An Illustrative Clinical Vignette
Note: The following is a composite illustration, not a real client case.
A 38-year-old woman — call her Alicia — presents with chronic low-grade depression, difficulty trusting intimate partners, and what she describes as an inability to "access" emotions. She has done several years of cognitive therapy with some benefit for her depressive thinking, but reports feeling "like a ghost in my own life." She can describe her childhood — a mother who was depressed and emotionally unavailable, a father who was critical and often dismissive — without apparent distress. "I know it wasn't ideal, but I don't feel anything when I talk about it."
In an early session, the therapist offers Alicia a spread of image cards (wordless photographs of natural scenes, people, and objects) and asks her to choose one that represents how she felt as a child at home. Alicia scans the cards with a kind of detached efficiency, then pauses. She picks up a card showing a lighthouse at night, isolated in heavy fog, its beam extending into nothing.
She holds it for a moment. Then her eyes fill with tears — unexpectedly, from her expression.
"I don't know why that's making me cry," she says. "It just... that's it. That's exactly it."
The therapist doesn't interpret. Instead: "Can you stay with it? Where do you feel this in your body?"
Alicia puts a hand on her sternum. "Here. Like something heavy."

(Source data)
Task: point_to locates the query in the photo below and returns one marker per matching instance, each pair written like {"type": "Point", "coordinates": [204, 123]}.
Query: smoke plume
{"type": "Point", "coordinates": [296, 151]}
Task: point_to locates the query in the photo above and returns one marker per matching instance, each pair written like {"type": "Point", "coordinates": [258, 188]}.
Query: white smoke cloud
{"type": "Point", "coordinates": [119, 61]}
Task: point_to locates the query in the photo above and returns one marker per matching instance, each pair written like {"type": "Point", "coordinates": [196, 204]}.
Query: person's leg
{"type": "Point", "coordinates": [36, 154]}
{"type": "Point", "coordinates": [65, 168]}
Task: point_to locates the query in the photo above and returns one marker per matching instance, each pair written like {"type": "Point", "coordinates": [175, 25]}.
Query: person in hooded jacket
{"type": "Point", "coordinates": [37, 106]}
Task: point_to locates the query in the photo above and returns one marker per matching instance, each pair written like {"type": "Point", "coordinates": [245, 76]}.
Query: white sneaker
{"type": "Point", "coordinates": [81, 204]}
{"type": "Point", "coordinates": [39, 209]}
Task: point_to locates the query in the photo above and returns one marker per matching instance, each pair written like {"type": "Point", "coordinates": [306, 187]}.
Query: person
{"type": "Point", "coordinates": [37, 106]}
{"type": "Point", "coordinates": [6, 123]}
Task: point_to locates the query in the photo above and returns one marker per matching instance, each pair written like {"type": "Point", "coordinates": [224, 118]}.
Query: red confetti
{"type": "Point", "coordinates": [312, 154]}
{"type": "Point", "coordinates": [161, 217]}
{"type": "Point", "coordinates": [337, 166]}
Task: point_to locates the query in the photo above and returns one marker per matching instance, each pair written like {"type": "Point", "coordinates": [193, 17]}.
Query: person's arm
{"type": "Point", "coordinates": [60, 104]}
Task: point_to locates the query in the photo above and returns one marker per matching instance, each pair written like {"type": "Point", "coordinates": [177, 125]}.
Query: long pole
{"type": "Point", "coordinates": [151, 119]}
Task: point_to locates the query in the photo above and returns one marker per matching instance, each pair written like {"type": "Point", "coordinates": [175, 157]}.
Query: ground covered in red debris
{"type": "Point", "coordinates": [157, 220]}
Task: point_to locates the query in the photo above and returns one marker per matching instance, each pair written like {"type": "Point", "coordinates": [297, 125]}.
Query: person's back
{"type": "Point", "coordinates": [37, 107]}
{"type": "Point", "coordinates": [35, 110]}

(Task instructions)
1 - In the clinical vignette, what does the card Alicia picks up show?
2 - Extract the passage of the clinical vignette between "In an early" and "from her expression.", inclusive.
The records are separate material and have no connection to the clinical vignette.

(Numbered answers)
1 - A lighthouse at night, isolated in heavy fog, its beam extending into nothing.

2 -
In an early session, the therapist offers Alicia a spread of image cards (wordless photographs of natural scenes, people, and objects) and asks her to choose one that represents how she felt as a child at home. Alicia scans the cards with a kind of detached efficiency, then pauses. She picks up a card showing a lighthouse at night, isolated in heavy fog, its beam extending into nothing.
She holds it for a moment. Then her eyes fill with tears — unexpectedly, from her expression.